-- start of Provided data --

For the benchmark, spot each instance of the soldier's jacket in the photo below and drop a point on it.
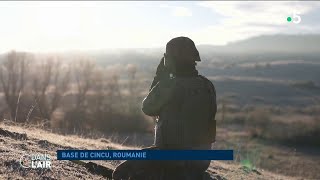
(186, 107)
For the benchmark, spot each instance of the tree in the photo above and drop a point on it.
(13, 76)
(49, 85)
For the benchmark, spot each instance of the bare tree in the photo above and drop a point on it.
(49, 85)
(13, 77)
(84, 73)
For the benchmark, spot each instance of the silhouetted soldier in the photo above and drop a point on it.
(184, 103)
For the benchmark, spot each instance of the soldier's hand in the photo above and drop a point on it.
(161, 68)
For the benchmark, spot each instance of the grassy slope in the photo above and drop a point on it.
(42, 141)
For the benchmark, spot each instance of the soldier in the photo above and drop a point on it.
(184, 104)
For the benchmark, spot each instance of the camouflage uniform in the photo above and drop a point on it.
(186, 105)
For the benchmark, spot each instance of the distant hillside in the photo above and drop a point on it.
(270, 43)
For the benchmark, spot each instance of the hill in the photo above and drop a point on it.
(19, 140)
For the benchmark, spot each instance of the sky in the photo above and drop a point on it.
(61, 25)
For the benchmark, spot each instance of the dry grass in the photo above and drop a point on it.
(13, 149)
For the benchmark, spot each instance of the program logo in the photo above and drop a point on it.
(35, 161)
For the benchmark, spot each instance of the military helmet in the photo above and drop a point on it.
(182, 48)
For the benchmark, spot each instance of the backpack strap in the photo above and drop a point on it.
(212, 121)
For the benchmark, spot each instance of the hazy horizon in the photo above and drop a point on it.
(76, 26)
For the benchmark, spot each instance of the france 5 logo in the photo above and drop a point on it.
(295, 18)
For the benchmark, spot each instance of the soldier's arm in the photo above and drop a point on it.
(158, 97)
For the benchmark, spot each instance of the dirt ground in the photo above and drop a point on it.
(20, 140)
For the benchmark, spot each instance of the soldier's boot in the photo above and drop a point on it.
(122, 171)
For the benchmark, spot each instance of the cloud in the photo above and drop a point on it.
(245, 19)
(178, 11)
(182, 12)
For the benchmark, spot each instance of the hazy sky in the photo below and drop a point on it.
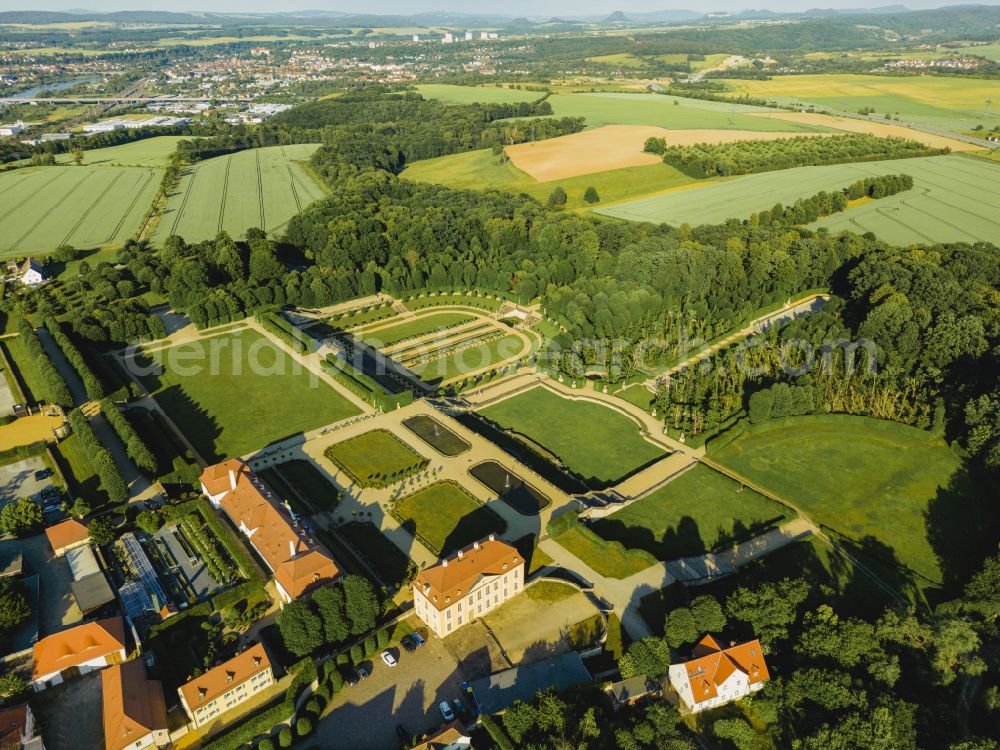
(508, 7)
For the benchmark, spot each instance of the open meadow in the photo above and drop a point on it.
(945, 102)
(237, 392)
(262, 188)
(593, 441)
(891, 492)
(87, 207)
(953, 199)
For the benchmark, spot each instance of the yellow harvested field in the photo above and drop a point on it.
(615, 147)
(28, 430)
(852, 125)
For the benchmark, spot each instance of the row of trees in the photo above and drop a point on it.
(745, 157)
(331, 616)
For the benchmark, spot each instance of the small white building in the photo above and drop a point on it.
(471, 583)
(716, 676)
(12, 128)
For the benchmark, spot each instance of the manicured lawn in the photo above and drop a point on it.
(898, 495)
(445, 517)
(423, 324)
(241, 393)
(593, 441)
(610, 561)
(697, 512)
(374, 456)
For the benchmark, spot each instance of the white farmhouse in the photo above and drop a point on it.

-- end of Provided data --
-- start of Provided data --

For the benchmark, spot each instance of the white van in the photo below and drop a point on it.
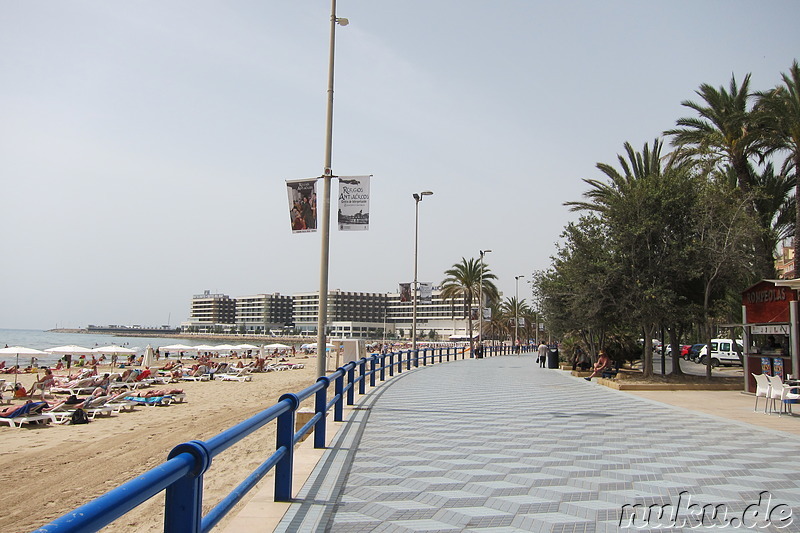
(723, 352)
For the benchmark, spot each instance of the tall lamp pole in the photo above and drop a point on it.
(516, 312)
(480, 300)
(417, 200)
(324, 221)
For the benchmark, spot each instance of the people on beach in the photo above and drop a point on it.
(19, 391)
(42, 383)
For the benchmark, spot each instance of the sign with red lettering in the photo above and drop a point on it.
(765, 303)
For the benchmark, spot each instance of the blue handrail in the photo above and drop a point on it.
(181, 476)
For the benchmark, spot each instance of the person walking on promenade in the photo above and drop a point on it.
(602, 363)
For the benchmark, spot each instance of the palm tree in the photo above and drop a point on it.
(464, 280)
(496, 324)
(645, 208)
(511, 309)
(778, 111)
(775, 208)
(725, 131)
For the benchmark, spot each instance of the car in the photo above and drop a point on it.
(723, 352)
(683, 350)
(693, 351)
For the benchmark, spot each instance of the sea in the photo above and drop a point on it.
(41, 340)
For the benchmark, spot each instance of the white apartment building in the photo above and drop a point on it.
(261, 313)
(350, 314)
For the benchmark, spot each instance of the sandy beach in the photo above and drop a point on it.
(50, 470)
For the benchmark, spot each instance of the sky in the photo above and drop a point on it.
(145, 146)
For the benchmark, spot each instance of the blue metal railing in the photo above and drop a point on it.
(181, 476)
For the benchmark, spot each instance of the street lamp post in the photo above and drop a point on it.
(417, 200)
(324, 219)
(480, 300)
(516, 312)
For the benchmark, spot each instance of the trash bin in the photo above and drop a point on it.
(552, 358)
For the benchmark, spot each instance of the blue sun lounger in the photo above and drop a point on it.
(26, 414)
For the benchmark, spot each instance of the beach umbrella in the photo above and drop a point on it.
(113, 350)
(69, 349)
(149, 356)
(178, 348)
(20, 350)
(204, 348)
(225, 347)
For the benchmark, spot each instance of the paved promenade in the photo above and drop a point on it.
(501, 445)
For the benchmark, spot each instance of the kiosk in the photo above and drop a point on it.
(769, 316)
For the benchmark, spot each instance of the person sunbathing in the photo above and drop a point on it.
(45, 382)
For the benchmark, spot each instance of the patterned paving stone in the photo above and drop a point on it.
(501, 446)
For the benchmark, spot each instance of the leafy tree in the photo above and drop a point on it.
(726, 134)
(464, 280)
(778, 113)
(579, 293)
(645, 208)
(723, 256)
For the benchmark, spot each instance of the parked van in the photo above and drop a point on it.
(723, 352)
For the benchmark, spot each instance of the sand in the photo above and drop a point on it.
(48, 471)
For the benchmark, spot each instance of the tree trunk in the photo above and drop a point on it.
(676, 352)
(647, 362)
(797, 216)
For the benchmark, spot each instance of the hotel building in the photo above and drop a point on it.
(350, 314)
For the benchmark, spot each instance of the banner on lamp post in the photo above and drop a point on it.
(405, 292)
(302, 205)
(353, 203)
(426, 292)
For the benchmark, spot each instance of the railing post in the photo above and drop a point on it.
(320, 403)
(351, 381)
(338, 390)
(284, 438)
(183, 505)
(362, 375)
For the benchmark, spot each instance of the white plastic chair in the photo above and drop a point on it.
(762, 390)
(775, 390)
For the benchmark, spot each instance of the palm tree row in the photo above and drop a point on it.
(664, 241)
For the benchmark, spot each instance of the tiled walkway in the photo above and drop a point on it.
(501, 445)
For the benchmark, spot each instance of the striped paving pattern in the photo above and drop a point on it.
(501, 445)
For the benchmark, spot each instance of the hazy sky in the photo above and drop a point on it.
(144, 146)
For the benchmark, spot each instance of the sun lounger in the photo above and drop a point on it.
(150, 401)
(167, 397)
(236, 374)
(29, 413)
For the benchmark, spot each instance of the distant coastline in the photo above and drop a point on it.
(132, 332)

-- end of Provided data --

Given instruction:
How many lines in the entries above contain the string "post"? Case matters. Reply with the number only.

Final result:
3